- _AIM OF THE EXERCISE_:
Print the listing below in its entirety, character for character.

- _TASK INPUT_:
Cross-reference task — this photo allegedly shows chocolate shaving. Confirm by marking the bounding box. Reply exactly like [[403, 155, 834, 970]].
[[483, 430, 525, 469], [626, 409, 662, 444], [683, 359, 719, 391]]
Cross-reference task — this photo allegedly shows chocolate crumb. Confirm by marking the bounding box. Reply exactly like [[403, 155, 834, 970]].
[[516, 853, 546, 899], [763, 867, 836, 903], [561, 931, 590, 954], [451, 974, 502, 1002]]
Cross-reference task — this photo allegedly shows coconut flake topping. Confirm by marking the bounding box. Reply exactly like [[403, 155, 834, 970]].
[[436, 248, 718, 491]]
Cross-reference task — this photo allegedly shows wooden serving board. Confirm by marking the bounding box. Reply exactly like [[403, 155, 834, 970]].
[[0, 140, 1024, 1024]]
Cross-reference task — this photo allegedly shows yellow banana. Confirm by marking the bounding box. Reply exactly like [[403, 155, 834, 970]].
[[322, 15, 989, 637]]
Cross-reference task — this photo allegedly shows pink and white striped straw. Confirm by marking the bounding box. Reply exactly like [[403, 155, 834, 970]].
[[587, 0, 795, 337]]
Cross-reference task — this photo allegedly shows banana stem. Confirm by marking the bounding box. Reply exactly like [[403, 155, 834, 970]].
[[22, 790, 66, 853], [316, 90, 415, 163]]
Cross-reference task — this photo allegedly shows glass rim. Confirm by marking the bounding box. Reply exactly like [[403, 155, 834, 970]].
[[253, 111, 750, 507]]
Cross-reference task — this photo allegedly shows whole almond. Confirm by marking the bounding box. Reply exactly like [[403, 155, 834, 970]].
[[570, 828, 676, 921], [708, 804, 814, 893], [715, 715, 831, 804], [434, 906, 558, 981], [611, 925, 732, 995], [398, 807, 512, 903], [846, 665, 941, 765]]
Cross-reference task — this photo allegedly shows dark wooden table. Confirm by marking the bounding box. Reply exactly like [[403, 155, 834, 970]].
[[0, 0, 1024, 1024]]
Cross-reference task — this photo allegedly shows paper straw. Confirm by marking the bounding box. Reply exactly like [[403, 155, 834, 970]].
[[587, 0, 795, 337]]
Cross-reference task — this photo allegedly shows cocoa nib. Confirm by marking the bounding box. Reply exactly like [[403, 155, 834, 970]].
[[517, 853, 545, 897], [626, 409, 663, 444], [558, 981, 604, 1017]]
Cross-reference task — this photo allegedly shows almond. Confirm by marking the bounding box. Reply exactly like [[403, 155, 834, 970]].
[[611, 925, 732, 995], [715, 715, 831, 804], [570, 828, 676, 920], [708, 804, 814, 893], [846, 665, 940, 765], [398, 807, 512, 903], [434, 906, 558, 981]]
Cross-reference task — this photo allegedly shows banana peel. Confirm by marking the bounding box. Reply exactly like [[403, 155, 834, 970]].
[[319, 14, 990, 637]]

- _COMPLETED TASK_:
Cross-reference task — this photo allegedly shows chocolate shaving. Confirm by marking the bounding box. Reply exactly like [[403, 155, 834, 970]].
[[483, 430, 525, 469], [626, 409, 662, 444], [683, 359, 719, 391]]
Cross-reference task — this photo allegedly shows chocolate crumb. Confirm by marking the bounding box. Reply exactly like [[403, 155, 834, 970]].
[[516, 853, 546, 899], [763, 867, 836, 903], [561, 931, 590, 954], [451, 974, 502, 1002]]
Cross-reference task — this photo allegedly shows coconut flake topping. Confirm by marking the bounding box. Reply exactly like [[403, 155, 834, 970]].
[[436, 248, 718, 491]]
Cross-reference task — this photo allegedly shows wooden serving board. Confirm by marking the bounding box. Reply exactly like [[403, 155, 834, 970]].
[[0, 140, 1024, 1024]]
Cross-reference task — this photo allegedly shows yellow banana. Confirm by marking the bounding box. Reply exactly like [[403, 155, 834, 970]].
[[322, 15, 989, 637]]
Cross-reference task — this photo allegedly shows pink and white striped straw. Confirm by marking the bounding box. Reply exactly like [[403, 155, 834, 970]].
[[587, 0, 795, 337]]
Cross-reference task — this photo allegedly shows banana stem. Confirm by marking the bounding box. Reply exactly like [[403, 155, 834, 970]].
[[22, 790, 66, 853], [316, 90, 415, 163]]
Cross-reference task — this photo allegedly shows glass rim. Confirm by marking the bounding box. Reply exactly like [[403, 155, 834, 970]].
[[253, 111, 750, 507]]
Cross-reference task — this photo allegedly shows whole almond. Confirm by marking the bounding box. Reply exactly like [[403, 155, 834, 970]].
[[570, 828, 676, 921], [708, 804, 814, 893], [715, 715, 831, 804], [434, 906, 558, 981], [611, 925, 732, 995], [398, 807, 512, 903], [846, 665, 941, 765]]
Cross-reference task — this photo allegedly shows dark wooden table. Confirm by marking the bounding box. Reply exactly like [[403, 155, 834, 970]].
[[0, 0, 1024, 1024]]
Cross-reference task — this photo allegedly shows paper straw. Confirm by marking the bounding box. Reply exactly like [[403, 155, 834, 970]].
[[587, 0, 795, 337]]
Cross-reference task — this photo allegedly shows cocoa nib. Confirm by marking the bounding box. Reply exactly like [[403, 155, 834, 970]].
[[517, 853, 545, 897], [626, 409, 663, 444], [558, 981, 604, 1017]]
Cross-reference task — this photo allegedly shows almond. Confirm by marking the bounding box. Reply exactly like [[403, 155, 834, 970]].
[[611, 925, 732, 995], [715, 715, 831, 804], [570, 828, 676, 920], [708, 804, 814, 893], [846, 665, 940, 765], [398, 807, 512, 903], [434, 906, 558, 981]]
Cross-reference task — this photo allegedly shows banana peel. Confirm by marking the bounding box. Reply exactly like [[403, 155, 834, 970]].
[[319, 14, 990, 637]]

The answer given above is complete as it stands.